■ WHAT YOU ARE ASKED TO DO
Across the data below, how many lines have the word "forearm" in them? Give the number and nothing else.

■ AVAILABLE DATA
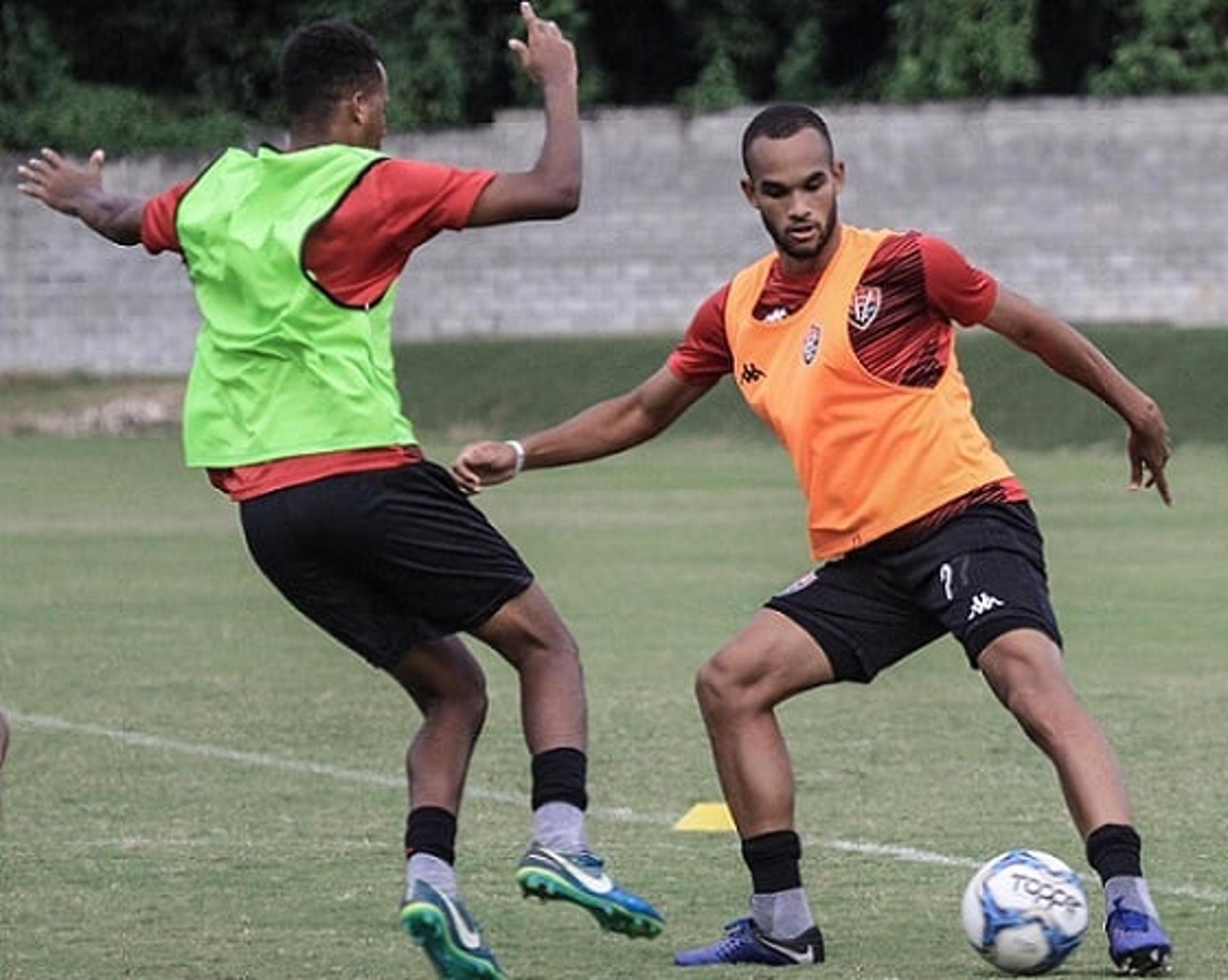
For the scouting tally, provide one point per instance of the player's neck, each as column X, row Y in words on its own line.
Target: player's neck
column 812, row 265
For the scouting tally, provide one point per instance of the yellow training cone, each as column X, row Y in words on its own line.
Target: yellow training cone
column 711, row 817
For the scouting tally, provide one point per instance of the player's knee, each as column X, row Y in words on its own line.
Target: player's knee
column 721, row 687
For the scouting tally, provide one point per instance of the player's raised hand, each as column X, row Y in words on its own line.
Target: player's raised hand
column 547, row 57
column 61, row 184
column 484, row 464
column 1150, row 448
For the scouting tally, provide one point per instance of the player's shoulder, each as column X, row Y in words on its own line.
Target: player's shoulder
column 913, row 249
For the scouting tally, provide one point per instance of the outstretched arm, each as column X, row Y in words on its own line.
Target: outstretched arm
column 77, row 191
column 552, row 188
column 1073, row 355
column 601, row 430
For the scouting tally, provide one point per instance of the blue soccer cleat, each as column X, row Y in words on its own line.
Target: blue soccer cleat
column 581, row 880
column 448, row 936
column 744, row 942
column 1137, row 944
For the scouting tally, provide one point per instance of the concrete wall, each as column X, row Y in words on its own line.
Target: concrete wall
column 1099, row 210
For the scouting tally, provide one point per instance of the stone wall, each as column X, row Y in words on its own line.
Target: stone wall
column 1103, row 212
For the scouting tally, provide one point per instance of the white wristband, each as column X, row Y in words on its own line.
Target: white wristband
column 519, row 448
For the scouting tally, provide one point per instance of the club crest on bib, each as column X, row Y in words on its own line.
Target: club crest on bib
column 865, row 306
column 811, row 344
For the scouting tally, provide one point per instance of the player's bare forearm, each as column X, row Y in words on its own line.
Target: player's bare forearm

==

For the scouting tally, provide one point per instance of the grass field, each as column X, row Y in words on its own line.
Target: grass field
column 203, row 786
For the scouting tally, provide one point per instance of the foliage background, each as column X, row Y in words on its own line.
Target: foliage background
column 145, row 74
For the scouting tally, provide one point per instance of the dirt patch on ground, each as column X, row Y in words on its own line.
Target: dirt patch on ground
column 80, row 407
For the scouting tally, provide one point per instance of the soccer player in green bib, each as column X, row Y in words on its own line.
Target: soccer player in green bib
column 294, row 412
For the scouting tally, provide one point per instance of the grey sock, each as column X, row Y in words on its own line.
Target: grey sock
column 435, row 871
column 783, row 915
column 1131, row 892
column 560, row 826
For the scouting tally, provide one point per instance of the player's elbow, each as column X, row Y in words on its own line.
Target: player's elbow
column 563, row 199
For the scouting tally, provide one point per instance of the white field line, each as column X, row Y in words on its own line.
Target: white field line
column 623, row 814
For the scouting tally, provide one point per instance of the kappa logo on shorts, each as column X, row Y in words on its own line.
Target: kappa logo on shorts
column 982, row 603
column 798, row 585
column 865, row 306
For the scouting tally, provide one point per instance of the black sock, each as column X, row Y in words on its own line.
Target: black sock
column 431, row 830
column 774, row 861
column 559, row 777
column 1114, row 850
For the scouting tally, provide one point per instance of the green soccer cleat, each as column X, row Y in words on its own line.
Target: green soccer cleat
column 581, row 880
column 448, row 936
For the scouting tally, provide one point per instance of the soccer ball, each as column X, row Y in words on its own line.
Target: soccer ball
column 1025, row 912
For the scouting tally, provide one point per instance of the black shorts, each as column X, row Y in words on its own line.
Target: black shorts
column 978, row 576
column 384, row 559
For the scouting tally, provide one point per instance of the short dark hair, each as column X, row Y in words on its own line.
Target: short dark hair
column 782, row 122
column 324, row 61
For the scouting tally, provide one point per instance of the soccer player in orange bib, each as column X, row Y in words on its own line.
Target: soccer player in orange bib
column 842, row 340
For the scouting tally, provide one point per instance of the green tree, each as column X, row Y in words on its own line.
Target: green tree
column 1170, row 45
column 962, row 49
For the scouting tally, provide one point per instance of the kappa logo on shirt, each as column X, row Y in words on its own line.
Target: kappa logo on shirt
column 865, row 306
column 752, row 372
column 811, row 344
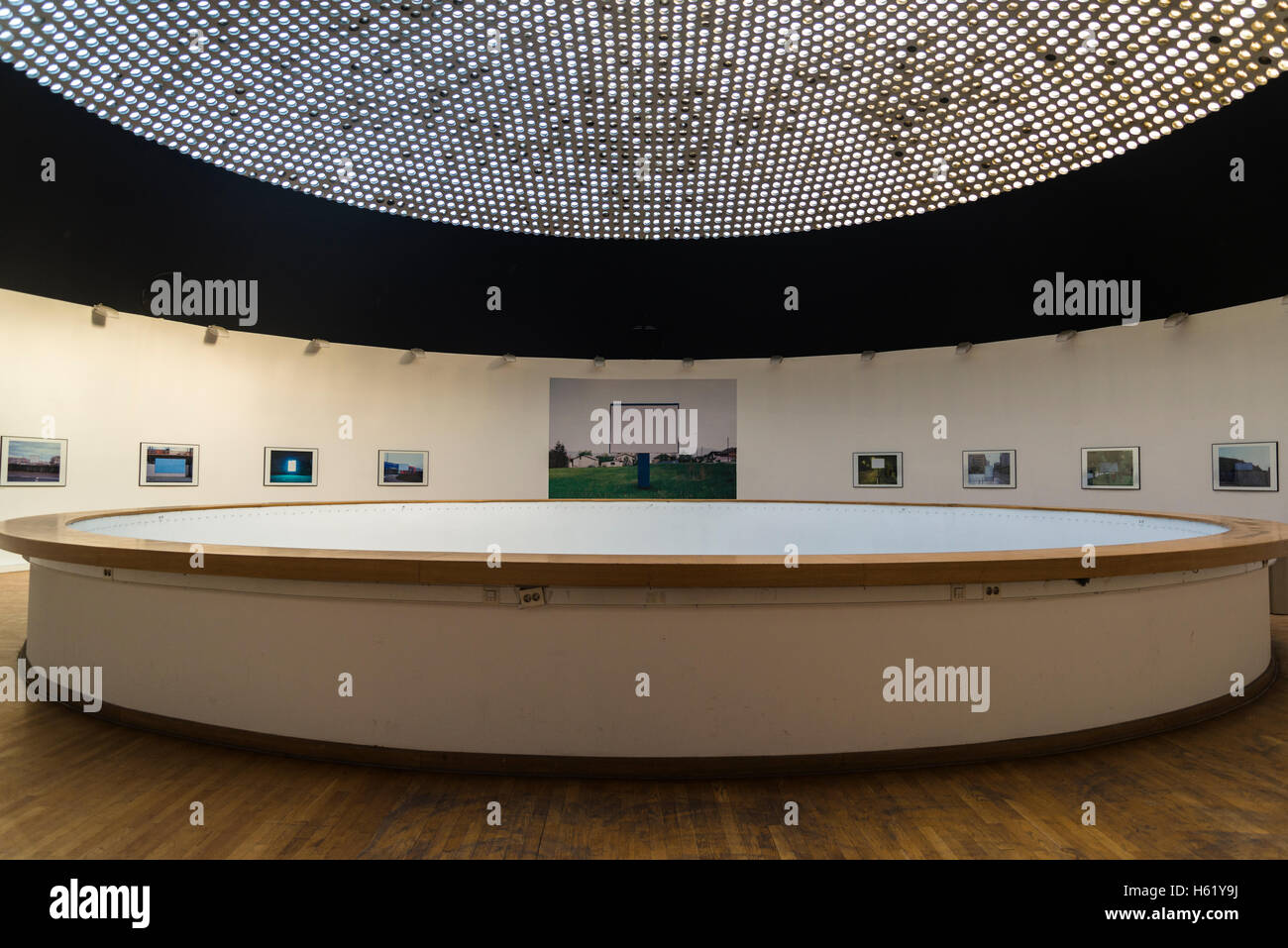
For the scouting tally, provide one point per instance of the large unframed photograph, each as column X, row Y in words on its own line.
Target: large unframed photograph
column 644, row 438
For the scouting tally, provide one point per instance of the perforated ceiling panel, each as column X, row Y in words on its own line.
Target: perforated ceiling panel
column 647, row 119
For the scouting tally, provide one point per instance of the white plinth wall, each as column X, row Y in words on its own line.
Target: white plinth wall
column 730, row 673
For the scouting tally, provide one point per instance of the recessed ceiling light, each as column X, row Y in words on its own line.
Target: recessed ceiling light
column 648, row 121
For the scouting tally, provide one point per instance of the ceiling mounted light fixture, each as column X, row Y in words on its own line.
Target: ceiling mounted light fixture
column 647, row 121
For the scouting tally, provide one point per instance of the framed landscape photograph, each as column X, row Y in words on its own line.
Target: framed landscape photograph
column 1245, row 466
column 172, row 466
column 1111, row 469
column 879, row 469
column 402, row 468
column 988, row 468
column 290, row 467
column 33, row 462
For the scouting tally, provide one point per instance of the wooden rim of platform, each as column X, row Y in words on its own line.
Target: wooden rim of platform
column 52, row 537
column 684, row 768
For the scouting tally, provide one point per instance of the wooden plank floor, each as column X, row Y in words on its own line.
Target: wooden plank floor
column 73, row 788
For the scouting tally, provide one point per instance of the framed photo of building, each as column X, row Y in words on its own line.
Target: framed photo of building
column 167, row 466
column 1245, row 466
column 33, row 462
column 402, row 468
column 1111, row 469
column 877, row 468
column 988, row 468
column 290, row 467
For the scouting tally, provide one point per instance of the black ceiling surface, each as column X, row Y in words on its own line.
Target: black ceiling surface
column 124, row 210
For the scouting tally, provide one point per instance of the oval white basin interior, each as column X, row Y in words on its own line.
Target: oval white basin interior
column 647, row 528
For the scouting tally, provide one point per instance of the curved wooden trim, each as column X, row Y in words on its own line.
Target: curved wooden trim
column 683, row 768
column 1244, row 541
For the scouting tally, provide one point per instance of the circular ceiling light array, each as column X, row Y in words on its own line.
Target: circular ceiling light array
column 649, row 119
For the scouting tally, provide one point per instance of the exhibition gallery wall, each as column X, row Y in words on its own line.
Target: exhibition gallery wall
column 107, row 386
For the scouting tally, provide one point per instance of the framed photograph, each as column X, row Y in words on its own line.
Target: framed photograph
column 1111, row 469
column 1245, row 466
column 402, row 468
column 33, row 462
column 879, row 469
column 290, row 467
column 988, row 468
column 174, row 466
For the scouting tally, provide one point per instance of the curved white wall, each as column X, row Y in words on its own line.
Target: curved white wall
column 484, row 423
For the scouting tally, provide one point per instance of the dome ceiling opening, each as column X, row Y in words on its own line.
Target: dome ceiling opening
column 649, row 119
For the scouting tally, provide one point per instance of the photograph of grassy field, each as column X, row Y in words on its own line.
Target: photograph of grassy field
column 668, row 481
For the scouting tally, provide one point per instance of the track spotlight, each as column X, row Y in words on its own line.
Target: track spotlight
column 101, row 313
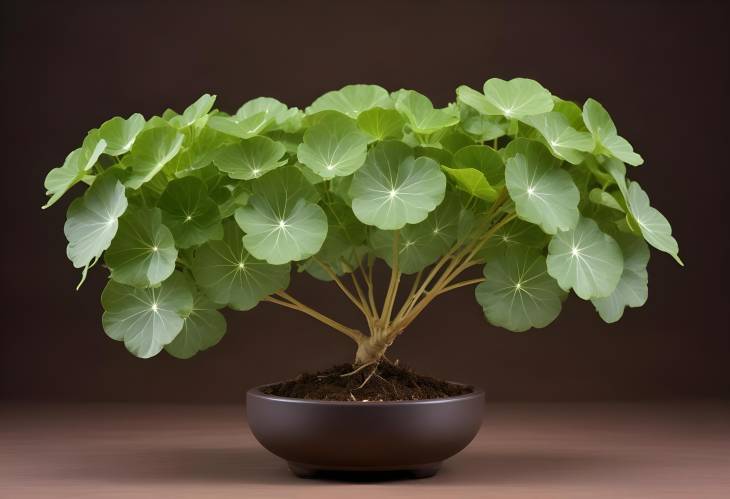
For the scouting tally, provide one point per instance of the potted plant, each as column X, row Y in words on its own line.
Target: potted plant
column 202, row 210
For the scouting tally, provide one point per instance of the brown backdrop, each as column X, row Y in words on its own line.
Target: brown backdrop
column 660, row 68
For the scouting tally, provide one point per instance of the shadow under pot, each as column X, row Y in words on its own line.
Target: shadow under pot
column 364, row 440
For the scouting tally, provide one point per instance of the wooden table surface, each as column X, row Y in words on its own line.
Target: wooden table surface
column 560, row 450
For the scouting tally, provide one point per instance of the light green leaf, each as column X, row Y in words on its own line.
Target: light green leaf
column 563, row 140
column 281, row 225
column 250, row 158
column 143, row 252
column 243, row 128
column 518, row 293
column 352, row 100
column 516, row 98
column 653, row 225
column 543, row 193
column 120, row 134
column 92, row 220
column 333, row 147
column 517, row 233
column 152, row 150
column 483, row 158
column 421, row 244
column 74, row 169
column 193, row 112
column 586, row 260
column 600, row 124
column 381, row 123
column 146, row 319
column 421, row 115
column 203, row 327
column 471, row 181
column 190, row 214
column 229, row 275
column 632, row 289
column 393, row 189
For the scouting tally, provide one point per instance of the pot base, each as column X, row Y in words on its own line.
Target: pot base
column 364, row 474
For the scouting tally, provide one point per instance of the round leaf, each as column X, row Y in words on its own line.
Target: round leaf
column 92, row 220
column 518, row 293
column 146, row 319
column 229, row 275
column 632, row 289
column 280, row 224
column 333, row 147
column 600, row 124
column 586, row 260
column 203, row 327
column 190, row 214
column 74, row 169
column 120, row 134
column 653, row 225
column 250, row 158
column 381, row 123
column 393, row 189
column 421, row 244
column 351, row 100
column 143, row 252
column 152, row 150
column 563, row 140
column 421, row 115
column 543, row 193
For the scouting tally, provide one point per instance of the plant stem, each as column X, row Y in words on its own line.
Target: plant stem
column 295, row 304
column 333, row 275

■ FINISHED EXERCISE
2